- _Task objective_
The required output is the line with "glass shower door" through the final line of the entries, each one exactly as it stands.
>>>>
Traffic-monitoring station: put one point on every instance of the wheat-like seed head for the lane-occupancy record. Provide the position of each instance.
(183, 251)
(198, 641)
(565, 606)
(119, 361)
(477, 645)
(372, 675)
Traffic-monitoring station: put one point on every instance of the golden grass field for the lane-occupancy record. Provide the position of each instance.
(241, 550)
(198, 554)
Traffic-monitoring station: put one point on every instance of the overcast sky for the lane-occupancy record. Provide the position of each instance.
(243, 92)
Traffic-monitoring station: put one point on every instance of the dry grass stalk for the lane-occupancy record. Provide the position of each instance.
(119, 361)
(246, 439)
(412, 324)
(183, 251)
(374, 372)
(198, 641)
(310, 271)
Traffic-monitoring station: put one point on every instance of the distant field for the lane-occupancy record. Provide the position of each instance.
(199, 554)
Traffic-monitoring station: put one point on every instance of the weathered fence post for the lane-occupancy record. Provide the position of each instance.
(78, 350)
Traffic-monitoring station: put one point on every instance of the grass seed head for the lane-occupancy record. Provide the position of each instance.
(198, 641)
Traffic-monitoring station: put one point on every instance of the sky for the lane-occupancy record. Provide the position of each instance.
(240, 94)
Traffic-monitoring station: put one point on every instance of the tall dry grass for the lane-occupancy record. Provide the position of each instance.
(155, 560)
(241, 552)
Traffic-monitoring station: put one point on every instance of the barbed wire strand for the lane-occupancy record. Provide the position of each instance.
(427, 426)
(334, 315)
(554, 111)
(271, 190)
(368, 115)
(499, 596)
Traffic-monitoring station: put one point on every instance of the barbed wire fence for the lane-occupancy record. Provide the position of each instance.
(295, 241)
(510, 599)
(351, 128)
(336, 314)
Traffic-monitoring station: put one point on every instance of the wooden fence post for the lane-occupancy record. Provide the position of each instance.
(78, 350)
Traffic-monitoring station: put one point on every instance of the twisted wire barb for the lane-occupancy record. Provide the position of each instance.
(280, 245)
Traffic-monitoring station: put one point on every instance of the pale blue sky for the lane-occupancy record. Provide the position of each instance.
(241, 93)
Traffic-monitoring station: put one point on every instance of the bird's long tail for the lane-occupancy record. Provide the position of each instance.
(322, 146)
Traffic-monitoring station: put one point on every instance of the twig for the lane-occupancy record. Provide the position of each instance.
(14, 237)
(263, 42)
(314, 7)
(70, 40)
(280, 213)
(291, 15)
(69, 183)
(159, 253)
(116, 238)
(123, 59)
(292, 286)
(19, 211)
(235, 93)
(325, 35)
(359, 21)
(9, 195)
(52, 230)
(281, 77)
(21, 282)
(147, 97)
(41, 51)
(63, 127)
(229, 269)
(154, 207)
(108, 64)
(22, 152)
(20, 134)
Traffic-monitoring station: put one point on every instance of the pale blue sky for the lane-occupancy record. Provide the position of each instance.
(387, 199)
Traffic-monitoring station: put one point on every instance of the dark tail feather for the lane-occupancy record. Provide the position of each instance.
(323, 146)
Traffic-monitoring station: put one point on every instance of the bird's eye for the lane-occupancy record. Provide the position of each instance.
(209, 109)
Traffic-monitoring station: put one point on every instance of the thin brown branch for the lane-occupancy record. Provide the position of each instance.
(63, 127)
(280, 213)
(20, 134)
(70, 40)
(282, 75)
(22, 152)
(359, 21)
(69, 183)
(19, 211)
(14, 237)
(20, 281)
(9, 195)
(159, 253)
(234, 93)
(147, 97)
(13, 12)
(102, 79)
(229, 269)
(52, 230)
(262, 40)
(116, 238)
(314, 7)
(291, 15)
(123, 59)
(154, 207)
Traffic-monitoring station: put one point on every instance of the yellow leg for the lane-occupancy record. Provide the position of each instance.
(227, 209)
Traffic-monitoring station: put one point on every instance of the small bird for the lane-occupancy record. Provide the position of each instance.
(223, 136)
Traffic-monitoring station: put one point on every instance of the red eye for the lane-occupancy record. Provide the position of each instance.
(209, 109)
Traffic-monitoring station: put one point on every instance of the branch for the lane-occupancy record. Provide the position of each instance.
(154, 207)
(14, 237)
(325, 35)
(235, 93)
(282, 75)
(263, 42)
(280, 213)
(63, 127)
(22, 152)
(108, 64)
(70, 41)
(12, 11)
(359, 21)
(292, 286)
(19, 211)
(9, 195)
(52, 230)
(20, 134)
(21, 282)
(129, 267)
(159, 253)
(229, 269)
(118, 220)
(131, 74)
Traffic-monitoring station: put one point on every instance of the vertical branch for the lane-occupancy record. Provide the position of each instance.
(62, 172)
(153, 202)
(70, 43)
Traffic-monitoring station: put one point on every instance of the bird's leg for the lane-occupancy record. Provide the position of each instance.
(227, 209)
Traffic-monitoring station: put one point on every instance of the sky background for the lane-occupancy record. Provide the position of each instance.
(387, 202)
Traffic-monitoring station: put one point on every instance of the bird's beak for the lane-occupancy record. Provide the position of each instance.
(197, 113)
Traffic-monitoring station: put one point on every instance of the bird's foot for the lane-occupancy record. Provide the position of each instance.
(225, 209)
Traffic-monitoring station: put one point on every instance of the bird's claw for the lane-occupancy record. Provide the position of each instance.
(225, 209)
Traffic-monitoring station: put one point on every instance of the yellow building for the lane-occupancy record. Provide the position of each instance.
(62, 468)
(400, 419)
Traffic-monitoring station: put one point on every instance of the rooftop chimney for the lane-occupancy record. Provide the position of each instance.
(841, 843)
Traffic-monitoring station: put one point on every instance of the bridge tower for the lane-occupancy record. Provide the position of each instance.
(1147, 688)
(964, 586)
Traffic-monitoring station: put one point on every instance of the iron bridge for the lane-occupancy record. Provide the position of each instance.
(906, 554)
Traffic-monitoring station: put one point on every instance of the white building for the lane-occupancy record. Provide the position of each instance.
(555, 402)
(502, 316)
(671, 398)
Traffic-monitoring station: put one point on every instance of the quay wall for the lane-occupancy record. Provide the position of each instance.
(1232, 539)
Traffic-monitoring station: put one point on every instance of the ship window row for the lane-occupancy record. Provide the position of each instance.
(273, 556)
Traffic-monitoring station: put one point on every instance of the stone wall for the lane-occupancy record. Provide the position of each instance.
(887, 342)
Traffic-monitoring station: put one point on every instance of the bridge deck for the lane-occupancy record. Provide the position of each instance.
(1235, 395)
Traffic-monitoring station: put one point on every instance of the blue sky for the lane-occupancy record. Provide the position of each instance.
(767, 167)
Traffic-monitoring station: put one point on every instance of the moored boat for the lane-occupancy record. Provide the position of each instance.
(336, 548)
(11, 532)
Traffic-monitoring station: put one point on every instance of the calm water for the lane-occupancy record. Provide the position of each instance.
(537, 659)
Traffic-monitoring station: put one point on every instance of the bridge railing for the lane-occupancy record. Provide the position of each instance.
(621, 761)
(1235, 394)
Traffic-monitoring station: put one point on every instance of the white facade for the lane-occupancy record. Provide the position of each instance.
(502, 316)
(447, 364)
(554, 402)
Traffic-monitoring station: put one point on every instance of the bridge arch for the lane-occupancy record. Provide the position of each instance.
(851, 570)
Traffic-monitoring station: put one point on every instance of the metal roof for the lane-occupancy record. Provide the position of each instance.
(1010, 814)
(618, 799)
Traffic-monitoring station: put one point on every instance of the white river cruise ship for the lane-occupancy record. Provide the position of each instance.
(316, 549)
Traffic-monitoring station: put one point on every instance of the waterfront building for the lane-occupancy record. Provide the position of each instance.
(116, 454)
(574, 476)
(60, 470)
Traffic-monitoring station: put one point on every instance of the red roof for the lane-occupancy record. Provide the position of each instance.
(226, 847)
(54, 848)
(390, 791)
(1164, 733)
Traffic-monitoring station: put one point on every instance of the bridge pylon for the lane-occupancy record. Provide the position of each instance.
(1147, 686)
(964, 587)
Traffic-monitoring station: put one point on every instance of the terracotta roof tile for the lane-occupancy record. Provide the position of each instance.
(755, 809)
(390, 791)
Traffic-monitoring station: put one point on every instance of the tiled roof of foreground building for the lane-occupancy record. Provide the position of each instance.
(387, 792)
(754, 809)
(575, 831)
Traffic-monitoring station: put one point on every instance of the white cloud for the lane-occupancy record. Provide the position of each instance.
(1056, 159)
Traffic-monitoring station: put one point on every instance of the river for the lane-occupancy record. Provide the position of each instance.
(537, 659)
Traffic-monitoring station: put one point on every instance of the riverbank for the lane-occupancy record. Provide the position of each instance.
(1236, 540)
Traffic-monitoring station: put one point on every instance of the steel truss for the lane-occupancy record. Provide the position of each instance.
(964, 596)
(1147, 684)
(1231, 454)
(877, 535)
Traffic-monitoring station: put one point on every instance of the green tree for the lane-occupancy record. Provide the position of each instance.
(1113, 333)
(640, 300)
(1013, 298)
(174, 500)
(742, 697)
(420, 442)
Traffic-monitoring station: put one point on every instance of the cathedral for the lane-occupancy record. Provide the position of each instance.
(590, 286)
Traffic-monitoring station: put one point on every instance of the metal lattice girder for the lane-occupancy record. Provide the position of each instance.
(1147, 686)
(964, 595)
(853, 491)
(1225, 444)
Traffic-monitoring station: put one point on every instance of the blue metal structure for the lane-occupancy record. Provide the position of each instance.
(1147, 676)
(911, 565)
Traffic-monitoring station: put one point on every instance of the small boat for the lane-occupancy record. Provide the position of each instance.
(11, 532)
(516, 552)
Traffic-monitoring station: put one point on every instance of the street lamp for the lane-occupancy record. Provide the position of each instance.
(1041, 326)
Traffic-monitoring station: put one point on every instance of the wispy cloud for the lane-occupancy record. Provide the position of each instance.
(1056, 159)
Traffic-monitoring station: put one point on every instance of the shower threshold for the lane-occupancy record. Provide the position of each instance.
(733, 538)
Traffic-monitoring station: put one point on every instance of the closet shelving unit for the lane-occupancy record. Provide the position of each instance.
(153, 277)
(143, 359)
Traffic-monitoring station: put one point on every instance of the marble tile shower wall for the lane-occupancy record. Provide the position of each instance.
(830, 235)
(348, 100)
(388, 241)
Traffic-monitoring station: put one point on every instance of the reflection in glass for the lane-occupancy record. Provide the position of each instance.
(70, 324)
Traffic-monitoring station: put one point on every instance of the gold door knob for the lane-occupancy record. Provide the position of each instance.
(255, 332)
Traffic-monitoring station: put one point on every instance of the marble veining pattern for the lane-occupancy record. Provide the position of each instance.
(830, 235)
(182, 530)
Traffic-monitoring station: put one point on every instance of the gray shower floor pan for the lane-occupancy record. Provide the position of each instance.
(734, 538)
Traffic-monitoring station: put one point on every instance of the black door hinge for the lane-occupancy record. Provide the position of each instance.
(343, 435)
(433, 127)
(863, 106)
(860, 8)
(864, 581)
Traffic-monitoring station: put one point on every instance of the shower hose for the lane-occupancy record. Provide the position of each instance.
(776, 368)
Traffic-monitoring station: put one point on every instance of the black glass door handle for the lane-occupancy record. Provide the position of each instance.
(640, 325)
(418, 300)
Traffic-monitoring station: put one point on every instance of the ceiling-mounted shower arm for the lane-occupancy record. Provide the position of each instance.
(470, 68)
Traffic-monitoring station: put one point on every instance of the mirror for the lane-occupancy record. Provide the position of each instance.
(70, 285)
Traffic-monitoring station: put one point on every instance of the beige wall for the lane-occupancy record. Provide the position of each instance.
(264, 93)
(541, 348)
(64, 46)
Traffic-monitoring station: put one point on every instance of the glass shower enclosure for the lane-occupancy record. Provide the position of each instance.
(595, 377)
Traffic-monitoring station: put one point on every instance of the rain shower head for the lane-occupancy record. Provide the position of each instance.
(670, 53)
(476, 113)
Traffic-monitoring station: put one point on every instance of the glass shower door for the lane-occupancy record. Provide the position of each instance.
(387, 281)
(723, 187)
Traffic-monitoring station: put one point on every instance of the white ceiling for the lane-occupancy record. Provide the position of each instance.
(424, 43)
<<<<
- _Exercise output_
Traffic-monitoring station: put one point on every instance of the glass shower door for the lane-occupancy record. Provide the position of each instance.
(387, 281)
(723, 187)
Traffic-monitoring station: put one point on every instance of the white ceiling for the lane-occupancy record. Provide the position of each instance.
(424, 43)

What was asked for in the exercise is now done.